• **Passage to read**:
** Start **

As to claim 7, Kruglick teaches transitioning a state of the one or more resources acquired by the first group of threads from a free state to a warp owned state( At block 480 (Support Splitting of Affinity Groups Between Processor Cores), splitting of affinity groups may be supported. Splitting of an affinity group may support transitioning a group of processes 140 from a single core within a multicore processor 120 onto two or more cores within the multicore processor 120, para[0045], ln 1-10).
It would have been obvious to one of the ordinary skill in the art before the effective filling date of claimed invention was made to modify the teaching Li, Kupferschmidt, VEMBU and MCCORMACK with Kruglick to incorporate the feature of transitioning a state of the one or more resources acquired by the first group of threads from a free state to a warp owned state because this provides Graph theory techniques and interprocess communication analysis techniques may be applied to evaluate efficient assignment of processes to processor cores.
Claims 8, 20 are rejected under 35 U.S.C. 103 as being unpatentable over Li( US-20140208331-A1) in view of Kupferschmidt( US 20090183167 A1) in view of VEMBU( US 20180308195 A1) in view of MCCORMACK( US 20140025891 A1) and further in view of Saville( US 9507637 B1).
As to claim 8, Saville teaches during execution of the first group of threads: deallocating a first resource included in the one or more resources acquired by the first group of threads; and transitioning a state of the first resource from a warp owned state to a thread array owned state( determining whether storage is to be deallocated for the allocated thread-specific memory, and in response to determining that storage is to be deallocated for the allocated thread-specific memory: deallocating storage for the allocated thread-specific memory, removing the association between the allocated thread-specific memory and the executable thread, and providing an indication that execution of the executable thread is suspended, col 2, ln 5-10/ the operating system can examine the stack pointer and/or the allocation bit to determine whether thread-specific memory is to be deallocated prior to setting the execution state of the thread to a sleep, deinitialized, and/or or dead state.The deallocation of stacks and other processor storage for sleeping threads can significantly reduce memory required by devices that allocate a large number of threads. For example, suppose a computing device has allocated 16K threads on average during operation with each thread allocated 4 Kbytes of processor storage, col 5, ln 50-62/ Scenario 200 begins with an application making two calls to a GenThreads function, shown as pseudo-code on lines 0001-0014 of Table 2 below, to create two arrays of threads: TT, which is an array of temporary-thread-specific memory threads, and NTT, which is an array of non-temporary-thread-specific memory threads, col 12, ln 5-10).
It would have been obvious to one of the ordinary skill in the art before the effective filling date of claimed invention was made to modify the teaching Li, Kupferschmidt, VEMBU and MCCORMACK with Saville to incorporate the feature of execution of the first group of threads: deallocating a first resource included in the one or more resources acquired by the first group of threads; and transitioning a state of the first resource from a warp owned state to a thread array owned state because this supports execution of software written in programming languages that frequently allocate and deallocate blocks of memory .

** End **

• **Material**:

** Start **

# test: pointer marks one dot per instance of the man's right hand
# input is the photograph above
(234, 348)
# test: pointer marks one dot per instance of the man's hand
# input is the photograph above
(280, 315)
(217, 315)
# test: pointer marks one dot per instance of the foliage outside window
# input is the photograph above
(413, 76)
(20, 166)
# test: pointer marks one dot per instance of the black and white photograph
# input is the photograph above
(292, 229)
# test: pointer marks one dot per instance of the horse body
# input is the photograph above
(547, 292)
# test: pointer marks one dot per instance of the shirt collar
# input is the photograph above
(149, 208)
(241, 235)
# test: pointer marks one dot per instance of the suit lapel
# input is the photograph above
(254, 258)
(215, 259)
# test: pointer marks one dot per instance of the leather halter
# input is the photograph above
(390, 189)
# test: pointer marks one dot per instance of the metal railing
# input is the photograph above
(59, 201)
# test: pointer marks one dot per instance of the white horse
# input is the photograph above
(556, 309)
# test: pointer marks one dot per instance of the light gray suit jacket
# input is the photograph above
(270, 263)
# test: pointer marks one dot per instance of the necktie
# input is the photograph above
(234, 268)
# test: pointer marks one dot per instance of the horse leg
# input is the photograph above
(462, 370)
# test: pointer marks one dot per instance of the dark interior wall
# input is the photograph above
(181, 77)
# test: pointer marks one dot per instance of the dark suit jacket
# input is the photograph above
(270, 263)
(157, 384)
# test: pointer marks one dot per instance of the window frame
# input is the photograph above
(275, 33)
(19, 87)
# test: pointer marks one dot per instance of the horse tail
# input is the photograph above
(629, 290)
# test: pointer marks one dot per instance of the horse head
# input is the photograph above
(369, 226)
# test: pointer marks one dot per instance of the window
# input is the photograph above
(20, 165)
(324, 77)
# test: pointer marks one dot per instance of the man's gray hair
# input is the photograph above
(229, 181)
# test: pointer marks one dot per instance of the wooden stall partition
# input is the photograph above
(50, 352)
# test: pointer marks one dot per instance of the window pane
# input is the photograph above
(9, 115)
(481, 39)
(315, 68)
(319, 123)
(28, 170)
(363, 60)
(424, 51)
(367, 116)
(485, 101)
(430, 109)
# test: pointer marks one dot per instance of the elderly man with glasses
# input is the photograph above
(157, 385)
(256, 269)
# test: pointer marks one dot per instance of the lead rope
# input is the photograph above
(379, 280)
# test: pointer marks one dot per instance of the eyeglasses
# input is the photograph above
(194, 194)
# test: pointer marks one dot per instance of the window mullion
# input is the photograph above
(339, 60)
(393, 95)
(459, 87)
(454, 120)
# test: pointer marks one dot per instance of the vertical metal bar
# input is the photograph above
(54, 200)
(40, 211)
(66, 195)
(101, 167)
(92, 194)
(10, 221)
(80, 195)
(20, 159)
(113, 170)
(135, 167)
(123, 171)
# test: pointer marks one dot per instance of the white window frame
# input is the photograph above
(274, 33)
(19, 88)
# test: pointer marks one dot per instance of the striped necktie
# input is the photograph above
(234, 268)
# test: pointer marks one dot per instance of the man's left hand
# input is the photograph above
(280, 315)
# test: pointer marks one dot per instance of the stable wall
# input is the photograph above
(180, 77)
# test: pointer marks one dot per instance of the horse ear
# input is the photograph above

** End **

• **Tasks and exercises**:
1. In the claim rejection text, switch "rejected" to "refused" and write out again the part that opens with the words containing "Claims 8, 20" and closes with "US 9507637 B1).".
2. Carry the claim rejection text on beyond its final sentence.

• **Task-by-task outputs**:
1.
Claims 8, 20 are refused under 35 U.S.C. 103 as being unpatentable over Li( US-20140208331-A1) in view of Kupferschmidt( US 20090183167 A1) in view of VEMBU( US 20180308195 A1) in view of MCCORMACK( US 20140025891 A1) and further in view of Saville( US 9507637 B1).

2.
As to claim 20, it is rejected for the same reason as to claim 8 above.
Claims 9, 10, 11 are rejected under 35 U.S.C. 103 as being unpatentable over Li( US-20140208331-A1) in view of Kupferschmidt( US 20090183167 A1) in view of VEMBU( US 20180308195 A1) in view of MCCORMACK( US 20140025891 A1)in view of Saville( US 9507637 B1) and further in view of Kruglick(US 20110088038 A1).
As to claim 9, Kruglick teaches during execution of the first group of threads: allocating the first resource to a second group of threads; and transitioning a state of the first resource from the thread array owned state to the warp owned state ( At block 480 (Support Splitting of Affinity Groups Between Processor Cores), splitting of affinity groups may be supported. Splitting of an affinity group may support transitioning a group of processes 140 from a single core within a multicore processor 120 onto two or more cores within the multicore processor 120, para[0045], ln 1-10).
It would have been obvious to one of the ordinary skill in the art before the effective filling date of claimed invention was made to modify the teaching Li, Kupferschmidt, VEMBU and MCCORMACK with Kruglick to incorporate the feature of during execution of the first group of threads: allocating the first resource to a second group of threads; and transitioning a state of the first resource from the thread array owned state to the warp owned state because this provides Graph theory techniques and interprocess communication analysis techniques may be applied to evaluate efficient assignment of processes to processor cores.
As to claim 10, Saville teaches wherein the first group of threads and the second group of threads are included in a first thread array( col 12, ln 5-17) for the same reason as to claim 8 above.
As to claim 11, Kruglick teaches the first group of threads passes a value to the second group of threads via the first resource( para[0020], ln 1-10) for the same reason as to claim 9 above.
Claim 12 is rejected under 35 U.S.C. 103 as being unpatentable over Li( US-20140208331-A1) in view of Kupferschmidt( US 20090183167 A1) in view of VEMBU( US 20180308195 A1) in view of MCCORMACK( US 20140025891 A1) and further in view of VEMBU(US 20180308195 A1).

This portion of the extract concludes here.